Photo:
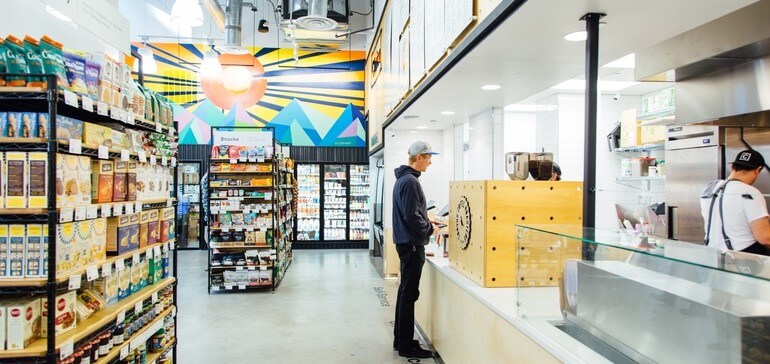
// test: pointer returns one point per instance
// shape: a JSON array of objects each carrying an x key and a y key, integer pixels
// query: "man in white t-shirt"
[{"x": 734, "y": 212}]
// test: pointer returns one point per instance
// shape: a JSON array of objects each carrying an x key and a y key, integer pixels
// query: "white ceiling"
[
  {"x": 527, "y": 54},
  {"x": 151, "y": 17}
]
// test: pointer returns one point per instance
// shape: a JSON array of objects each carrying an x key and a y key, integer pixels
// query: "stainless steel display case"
[{"x": 634, "y": 298}]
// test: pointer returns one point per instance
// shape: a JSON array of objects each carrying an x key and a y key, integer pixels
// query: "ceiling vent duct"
[{"x": 319, "y": 15}]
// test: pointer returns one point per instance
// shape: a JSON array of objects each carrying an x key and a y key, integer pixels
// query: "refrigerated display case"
[
  {"x": 190, "y": 192},
  {"x": 359, "y": 202},
  {"x": 309, "y": 202},
  {"x": 335, "y": 202}
]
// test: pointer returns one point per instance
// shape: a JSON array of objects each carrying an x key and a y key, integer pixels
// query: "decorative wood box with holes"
[{"x": 482, "y": 230}]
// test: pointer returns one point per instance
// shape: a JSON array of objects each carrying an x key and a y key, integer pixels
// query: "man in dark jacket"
[{"x": 411, "y": 230}]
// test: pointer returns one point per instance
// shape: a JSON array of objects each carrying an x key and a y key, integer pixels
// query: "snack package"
[
  {"x": 16, "y": 61},
  {"x": 76, "y": 72},
  {"x": 53, "y": 60},
  {"x": 34, "y": 62}
]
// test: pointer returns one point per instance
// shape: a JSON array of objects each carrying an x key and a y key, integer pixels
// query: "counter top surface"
[{"x": 541, "y": 306}]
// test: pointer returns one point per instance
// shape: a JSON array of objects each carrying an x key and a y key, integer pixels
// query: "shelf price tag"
[
  {"x": 92, "y": 273},
  {"x": 106, "y": 210},
  {"x": 75, "y": 281},
  {"x": 76, "y": 146},
  {"x": 104, "y": 152},
  {"x": 67, "y": 349},
  {"x": 66, "y": 214},
  {"x": 70, "y": 98},
  {"x": 106, "y": 269},
  {"x": 102, "y": 108},
  {"x": 92, "y": 212},
  {"x": 88, "y": 103}
]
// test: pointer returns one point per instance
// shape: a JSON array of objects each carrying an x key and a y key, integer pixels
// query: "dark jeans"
[{"x": 412, "y": 259}]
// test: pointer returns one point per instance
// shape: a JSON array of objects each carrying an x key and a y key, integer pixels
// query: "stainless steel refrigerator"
[{"x": 696, "y": 155}]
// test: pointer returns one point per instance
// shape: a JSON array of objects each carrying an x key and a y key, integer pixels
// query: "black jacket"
[{"x": 410, "y": 216}]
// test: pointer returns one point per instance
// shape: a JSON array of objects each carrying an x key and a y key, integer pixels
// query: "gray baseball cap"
[{"x": 420, "y": 147}]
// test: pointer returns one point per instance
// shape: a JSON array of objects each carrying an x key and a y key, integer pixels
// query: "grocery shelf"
[
  {"x": 95, "y": 322},
  {"x": 115, "y": 351}
]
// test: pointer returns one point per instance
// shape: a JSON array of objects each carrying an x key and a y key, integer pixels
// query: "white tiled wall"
[{"x": 434, "y": 181}]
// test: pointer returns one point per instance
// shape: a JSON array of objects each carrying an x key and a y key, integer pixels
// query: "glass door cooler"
[
  {"x": 359, "y": 202},
  {"x": 309, "y": 202},
  {"x": 335, "y": 202}
]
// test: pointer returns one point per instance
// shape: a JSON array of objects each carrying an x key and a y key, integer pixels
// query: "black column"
[{"x": 591, "y": 108}]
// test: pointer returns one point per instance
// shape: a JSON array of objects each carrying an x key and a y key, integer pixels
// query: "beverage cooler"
[{"x": 333, "y": 202}]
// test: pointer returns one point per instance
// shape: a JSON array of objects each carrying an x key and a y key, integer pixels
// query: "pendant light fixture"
[{"x": 187, "y": 13}]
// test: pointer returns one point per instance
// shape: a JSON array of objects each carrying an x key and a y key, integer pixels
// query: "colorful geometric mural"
[{"x": 317, "y": 102}]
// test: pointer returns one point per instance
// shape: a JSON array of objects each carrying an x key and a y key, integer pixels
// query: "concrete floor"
[{"x": 332, "y": 307}]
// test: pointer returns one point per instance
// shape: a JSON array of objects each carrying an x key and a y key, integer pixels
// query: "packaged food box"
[
  {"x": 66, "y": 319},
  {"x": 167, "y": 224},
  {"x": 108, "y": 288},
  {"x": 99, "y": 239},
  {"x": 17, "y": 240},
  {"x": 153, "y": 227},
  {"x": 23, "y": 324},
  {"x": 122, "y": 234},
  {"x": 38, "y": 180},
  {"x": 16, "y": 179},
  {"x": 5, "y": 253},
  {"x": 32, "y": 251},
  {"x": 84, "y": 181},
  {"x": 101, "y": 181},
  {"x": 66, "y": 241},
  {"x": 68, "y": 128},
  {"x": 120, "y": 181},
  {"x": 131, "y": 180},
  {"x": 144, "y": 219},
  {"x": 124, "y": 283}
]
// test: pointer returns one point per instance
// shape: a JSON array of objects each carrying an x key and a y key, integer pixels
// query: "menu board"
[
  {"x": 434, "y": 32},
  {"x": 458, "y": 14},
  {"x": 416, "y": 42}
]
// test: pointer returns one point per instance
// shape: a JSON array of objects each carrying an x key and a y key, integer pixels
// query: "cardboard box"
[
  {"x": 122, "y": 234},
  {"x": 67, "y": 255},
  {"x": 144, "y": 219},
  {"x": 101, "y": 181},
  {"x": 131, "y": 181},
  {"x": 630, "y": 134},
  {"x": 66, "y": 319},
  {"x": 99, "y": 239},
  {"x": 23, "y": 322},
  {"x": 167, "y": 224},
  {"x": 652, "y": 134},
  {"x": 68, "y": 128},
  {"x": 16, "y": 180},
  {"x": 124, "y": 283},
  {"x": 17, "y": 241},
  {"x": 153, "y": 227},
  {"x": 38, "y": 180},
  {"x": 32, "y": 251},
  {"x": 120, "y": 181},
  {"x": 5, "y": 253}
]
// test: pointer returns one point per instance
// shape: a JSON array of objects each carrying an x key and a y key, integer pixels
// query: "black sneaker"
[{"x": 416, "y": 352}]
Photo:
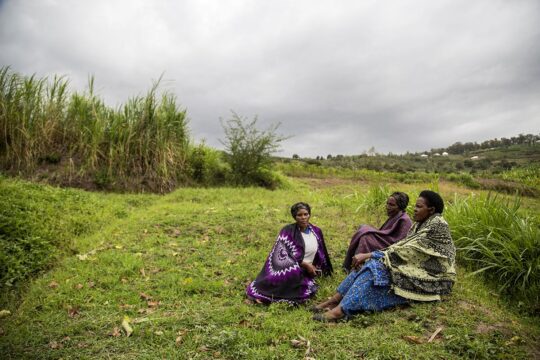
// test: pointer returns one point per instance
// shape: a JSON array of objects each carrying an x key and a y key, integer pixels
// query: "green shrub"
[
  {"x": 207, "y": 166},
  {"x": 249, "y": 150}
]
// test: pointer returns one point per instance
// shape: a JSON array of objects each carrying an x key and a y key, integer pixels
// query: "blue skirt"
[{"x": 368, "y": 289}]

■ ■ ■ ■

» **TASK TO CARRY OUT**
Output every entry above exactly as written, but omit the pictures.

» **EXPECTED ANSWER**
Photo:
// test: pointer returns one point per instance
// shape: a JSON array of objects each carrying an x key and a y key, integer pixels
// query: "man in white t-shirt"
[{"x": 734, "y": 212}]
// test: pointer returns one point per instance
// shape: a JSON array of objects each carrying an x key and a y key, integer pixels
// query: "white ceiling"
[
  {"x": 527, "y": 54},
  {"x": 151, "y": 17}
]
// test: pointer returns one point per instance
// shape: a JSON array of objects each carrying an x key and a y key, integer pixels
// query: "stainless steel display case"
[{"x": 634, "y": 298}]
// test: pointer returns one point per instance
// shape: a JSON array of objects each carrying an x key and a y key, integer pixels
// query: "ceiling vent duct"
[{"x": 319, "y": 15}]
// test: pointer returns one point per instance
// shape: a JSON array of objects each carrying an x key and a y key, integer pixels
// query: "refrigerated display case"
[
  {"x": 190, "y": 192},
  {"x": 359, "y": 202},
  {"x": 309, "y": 202},
  {"x": 335, "y": 202}
]
// test: pointer returns one point per instance
// shape: a JSON array of objects each carrying an x key and a y key, integer pixels
// query: "decorative wood box with holes"
[{"x": 482, "y": 230}]
// test: pointer returns one point per instance
// shape: a JSON array of objects each carrying an x key and a y key, integer pixels
// query: "man in dark jacket"
[{"x": 411, "y": 230}]
// test: pointer returns one point per instance
// shape: a JSON array of objects each carrying an x key and a y key, integer pixels
// query: "snack package"
[
  {"x": 16, "y": 61},
  {"x": 76, "y": 72},
  {"x": 53, "y": 60},
  {"x": 34, "y": 62}
]
// test: pointer returns one point per instance
// shape: a JSON array of objects each carrying an x key and a y key, integer pixels
// query: "counter top surface"
[{"x": 541, "y": 306}]
// test: pointer returns one point per instance
// shape: a JSON array of objects each carrying an x key and a y key, integer pixels
// query: "shelf price tag"
[
  {"x": 92, "y": 273},
  {"x": 106, "y": 210},
  {"x": 75, "y": 281},
  {"x": 76, "y": 146},
  {"x": 104, "y": 152},
  {"x": 67, "y": 349},
  {"x": 66, "y": 214},
  {"x": 70, "y": 98},
  {"x": 106, "y": 269},
  {"x": 102, "y": 108},
  {"x": 92, "y": 212},
  {"x": 88, "y": 103}
]
// test: pointer returns one point per instance
// shape: a JSON array of objects each carrying an x key and a y key, integer pixels
// query: "dark jeans"
[{"x": 412, "y": 259}]
// test: pointer returns one point per instance
// shape: a JSON array of objects each carrying an x key and a y key, integer pixels
// query: "stainless steel refrigerator"
[{"x": 696, "y": 155}]
// test: pointer returns one point per instance
// shape: a JSON array of objects each carrying an x key and a y key, integer pixels
// query: "black jacket"
[{"x": 410, "y": 216}]
// test: pointer returns one point per instance
// shape: a JSON array of objects each carrying an x key and a y key, integer pixels
// query: "gray baseball cap"
[{"x": 420, "y": 147}]
// test: pointer returns one point per instance
// shape: a JSON array of objects each carrying an x key and a y key, integer pixels
// query: "grocery shelf"
[
  {"x": 95, "y": 322},
  {"x": 115, "y": 351}
]
// test: pointer returns one point per instance
// shape: a JSON array of objects each carrying an x key and a y key, integer pixels
// query: "white tiled wall"
[{"x": 434, "y": 181}]
// test: pointer returns one point per instance
// shape: a JSON array of objects each carrying an x key and a y key, integer pixels
// query: "glass door cooler"
[
  {"x": 359, "y": 202},
  {"x": 309, "y": 202},
  {"x": 335, "y": 202}
]
// test: pointer returns one point per instance
// shape: a JSON array of objects each carrying an x key and a y key, integer pixels
// query: "black column"
[{"x": 591, "y": 108}]
// test: pointer returns one point per instance
// shape: a JSON array of objects each carrying an x key and a y key, integer pixels
// query: "beverage cooler"
[{"x": 333, "y": 202}]
// test: pointer returns one point per instance
// shape: a JSON array of objects each carrying an x key and a y key, integer pixels
// query: "pendant light fixture"
[{"x": 187, "y": 13}]
// test: pointer returns one point per instance
// shape: a JSON array of objects each carrying an x key and a y key, integer pixels
// query: "colorful geometric mural"
[{"x": 317, "y": 102}]
// test: pointer returns one point per instance
// shape: a JSON array of objects each carrying an x key and a y key, integer pixels
// query: "concrete floor"
[{"x": 332, "y": 307}]
// test: pointer returns one point per instance
// shape: a JSON array of objects each carrying an x key and a y key, integer pixels
// query: "packaged food box"
[
  {"x": 66, "y": 319},
  {"x": 167, "y": 224},
  {"x": 108, "y": 288},
  {"x": 99, "y": 239},
  {"x": 17, "y": 240},
  {"x": 153, "y": 227},
  {"x": 23, "y": 324},
  {"x": 122, "y": 234},
  {"x": 38, "y": 180},
  {"x": 16, "y": 179},
  {"x": 5, "y": 253},
  {"x": 32, "y": 251},
  {"x": 84, "y": 181},
  {"x": 101, "y": 181},
  {"x": 66, "y": 241},
  {"x": 68, "y": 128},
  {"x": 120, "y": 181},
  {"x": 131, "y": 180},
  {"x": 144, "y": 219},
  {"x": 124, "y": 283}
]
// test: pointer returns one point per instance
// shape: a JSON array of objects each carrying an x key and a y key, integer pixels
// query: "menu board"
[
  {"x": 434, "y": 32},
  {"x": 458, "y": 14},
  {"x": 416, "y": 42}
]
// test: pointer returns one point per instance
// shape: a JSON array of objects each carrying an x key and a y key, integer pixels
// query: "cardboard box"
[
  {"x": 122, "y": 234},
  {"x": 67, "y": 255},
  {"x": 144, "y": 219},
  {"x": 101, "y": 181},
  {"x": 131, "y": 181},
  {"x": 630, "y": 134},
  {"x": 66, "y": 319},
  {"x": 99, "y": 239},
  {"x": 23, "y": 322},
  {"x": 167, "y": 224},
  {"x": 652, "y": 134},
  {"x": 68, "y": 128},
  {"x": 16, "y": 180},
  {"x": 124, "y": 283},
  {"x": 17, "y": 241},
  {"x": 153, "y": 227},
  {"x": 38, "y": 180},
  {"x": 32, "y": 251},
  {"x": 120, "y": 181},
  {"x": 5, "y": 253}
]
// test: pointer returns one point per instance
// shape: a JSON array of objects each carrying an x key and a y key, integer pixels
// query: "black sneaker"
[{"x": 416, "y": 352}]
Photo:
// test: pointer returns one point per instance
// shape: a JSON array of objects each carrying an x key and a y key, integer pixels
// query: "green shrub"
[
  {"x": 207, "y": 166},
  {"x": 249, "y": 150}
]
// test: pointer returns one point per instance
// shape: a JSON array of objects each carrying an x key and a y key, integer pixels
// query: "blue skirt"
[{"x": 368, "y": 289}]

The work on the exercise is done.